**Region pointing data**
--------------------
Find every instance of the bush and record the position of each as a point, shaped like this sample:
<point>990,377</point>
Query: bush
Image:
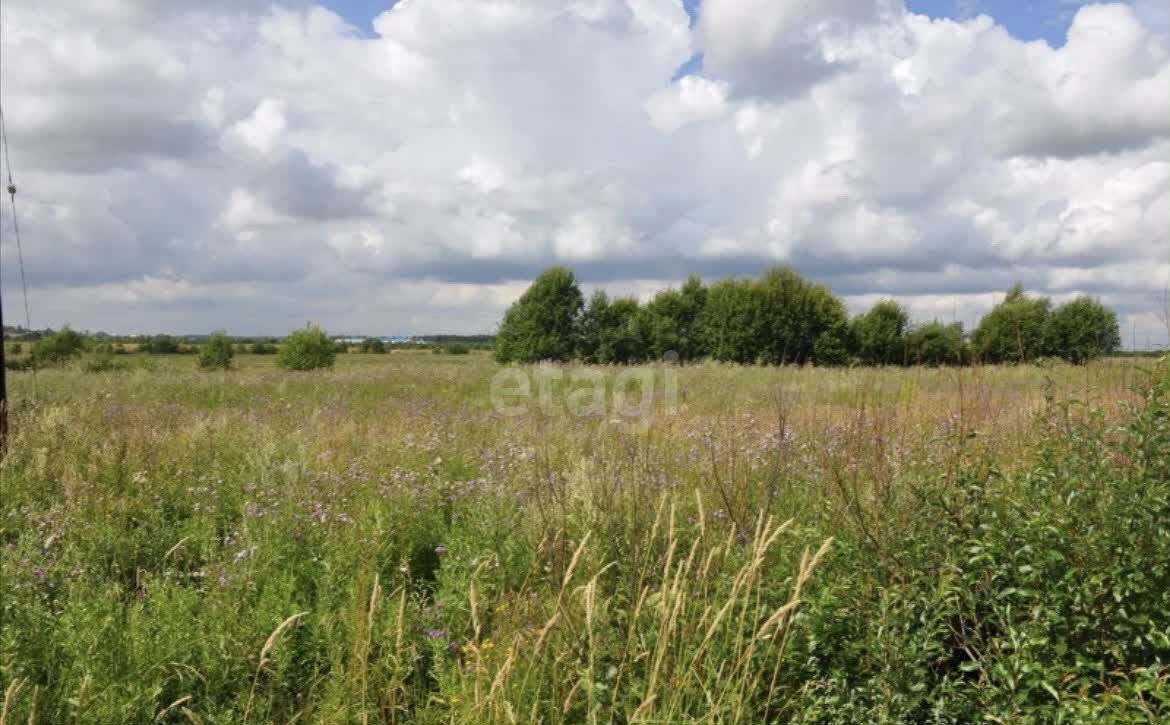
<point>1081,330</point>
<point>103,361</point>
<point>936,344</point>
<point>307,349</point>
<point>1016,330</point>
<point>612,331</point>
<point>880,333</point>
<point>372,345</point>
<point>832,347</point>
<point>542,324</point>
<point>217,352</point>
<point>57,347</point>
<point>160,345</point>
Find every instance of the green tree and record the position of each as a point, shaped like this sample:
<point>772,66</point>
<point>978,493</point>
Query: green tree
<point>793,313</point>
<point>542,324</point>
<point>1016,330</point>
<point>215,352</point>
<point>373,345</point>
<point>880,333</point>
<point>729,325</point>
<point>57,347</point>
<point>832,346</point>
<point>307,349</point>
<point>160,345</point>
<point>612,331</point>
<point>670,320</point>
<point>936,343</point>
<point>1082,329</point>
--------------------
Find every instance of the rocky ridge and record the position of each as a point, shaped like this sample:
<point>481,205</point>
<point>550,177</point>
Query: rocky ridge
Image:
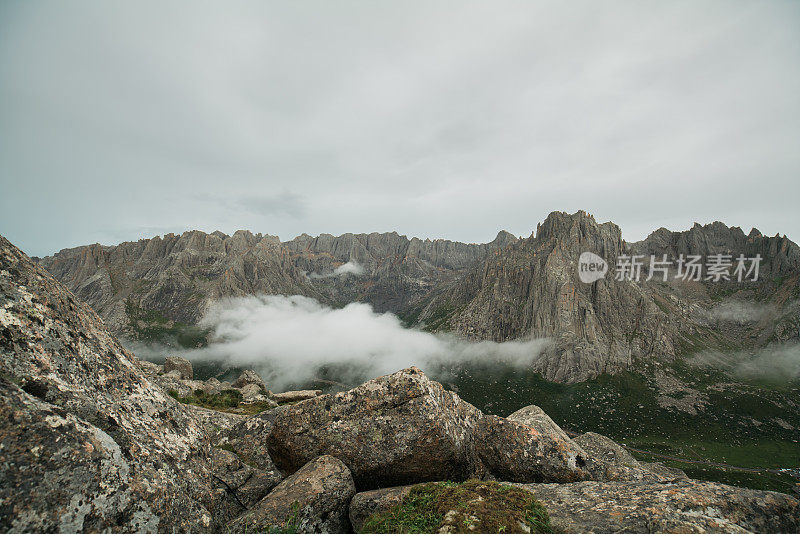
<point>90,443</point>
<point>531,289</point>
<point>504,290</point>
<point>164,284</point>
--------------------
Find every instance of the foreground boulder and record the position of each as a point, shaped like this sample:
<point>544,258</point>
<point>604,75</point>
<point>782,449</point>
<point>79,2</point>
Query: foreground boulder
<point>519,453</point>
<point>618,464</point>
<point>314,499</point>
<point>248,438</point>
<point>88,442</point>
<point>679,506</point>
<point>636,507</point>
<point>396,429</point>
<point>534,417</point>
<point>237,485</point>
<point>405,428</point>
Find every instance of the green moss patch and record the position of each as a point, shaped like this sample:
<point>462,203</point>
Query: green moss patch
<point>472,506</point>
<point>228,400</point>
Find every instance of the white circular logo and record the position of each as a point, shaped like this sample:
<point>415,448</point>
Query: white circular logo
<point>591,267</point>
--------------------
**WORK ITEM**
Among the lines above, list those that contain the word "like".

**RESULT FOR THIS TASK**
Find every instance of the bush and record the position of each as a point, shaped like this sample:
Find every instance of the green tree and record the position of each as a point, shaped like this sample:
Find every instance of the rocky ridge and record the position of each as a point, shaped like this sample:
Find every instance of the foreground boulder and record the position of each as a point, shaped like this sample:
Find every instance of the green moss patch and record the position of each as a point, shaped like this sample:
Find every instance of the white circular logo and record the position of each as a point, shaped like this sample:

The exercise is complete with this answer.